By 2004 it was time for Oman’s second periodical report[7] on the CRC. The report, submitted in 2005, took on many of the queries and suggestions of the previous cycle. It furnished a legal definition of ‘child’, attempted to demonstrate safeguards against maltreatment of children and for disabled children, and provided statistics relevant to the CRC. Statistical data was further provided in response[8] to a list of issues, breaking down data in every relevant field except regional and ethnic categories. Despite the productive exchange, by 2006 problems were arising. The first was the nationality law that only allowed the father to pass on Omani nationality to their children in normal circumstances. To the UN committee, this constituted discrimination against women (a topic taken up later) and their children. Other issues ‘not sufficiently addressed’ were listed in the second concluding observations[9], the most important of which was its reservations to the CRC. These nascent problems were to be found in work on other conventions at the same time.
In January 2003 Oman acceded to the Convention on the Elimination of All Forms of Racial Discrimination (CERD). Its first report[10] was submitted on the 3rd of October 2005 and began with less honesty than did its report on the rights of the child. Its first clause began by saying any discussion on human rights in Oman ‘would not be complete without an allusion, even a brief one, to its history’. It continued saying ‘Oman had been an empire with a flourishing civilization until the nineteenth century when it lapsed into an almost complete isolation from the outside world’. This was the only historical context it offered to the UN committee on racial discrimination, a glaring omission given the entirety of its history.

### TASK REQUIREMENTS
(1) Transcribe the stretch of the passage on Oman's UN reports from "In January 2003" through "of its history.".
(2) Answer these questions from the passage on Oman's UN reports.
(a) In what year was Oman's second periodical report on the CRC submitted?
(b) Under the nationality law, who could pass on Omani nationality to children in normal circumstances?
(c) In what month and year did Oman accede to the CERD?
The entries that follow come from a separate source.

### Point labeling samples
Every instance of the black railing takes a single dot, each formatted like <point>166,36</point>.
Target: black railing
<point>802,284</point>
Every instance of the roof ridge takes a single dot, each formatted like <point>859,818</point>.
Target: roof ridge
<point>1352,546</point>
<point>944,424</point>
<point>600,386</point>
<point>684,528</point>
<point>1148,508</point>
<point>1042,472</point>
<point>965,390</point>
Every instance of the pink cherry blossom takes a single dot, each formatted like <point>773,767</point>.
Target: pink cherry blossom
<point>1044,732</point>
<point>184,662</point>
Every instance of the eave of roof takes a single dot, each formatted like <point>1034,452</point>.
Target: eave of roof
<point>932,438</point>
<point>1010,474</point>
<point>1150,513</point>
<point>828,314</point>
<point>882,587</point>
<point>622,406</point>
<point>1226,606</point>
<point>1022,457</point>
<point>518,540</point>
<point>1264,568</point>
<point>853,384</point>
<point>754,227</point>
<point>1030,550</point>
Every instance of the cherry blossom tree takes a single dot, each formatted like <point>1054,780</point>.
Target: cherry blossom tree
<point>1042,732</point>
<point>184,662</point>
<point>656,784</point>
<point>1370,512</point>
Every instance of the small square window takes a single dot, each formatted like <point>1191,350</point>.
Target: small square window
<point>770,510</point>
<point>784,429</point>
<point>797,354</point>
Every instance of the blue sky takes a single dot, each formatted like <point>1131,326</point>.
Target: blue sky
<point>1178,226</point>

### TASK-BY-TASK SOLUTIONS
(1)
In January 2003 Oman acceded to the Convention on the Elimination of All Forms of Racial Discrimination (CERD). Its first report[10] was submitted on the 3rd of October 2005 and began with less honesty than did its report on the rights of the child. Its first clause began by saying any discussion on human rights in Oman ‘would not be complete without an allusion, even a brief one, to its history’. It continued saying ‘Oman had been an empire with a flourishing civilization until the nineteenth century when it lapsed into an almost complete isolation from the outside world’. This was the only historical context it offered to the UN committee on racial discrimination, a glaring omission given the entirety of its history.

(2)
(a) 2005
(b) Only the father
(c) January 2003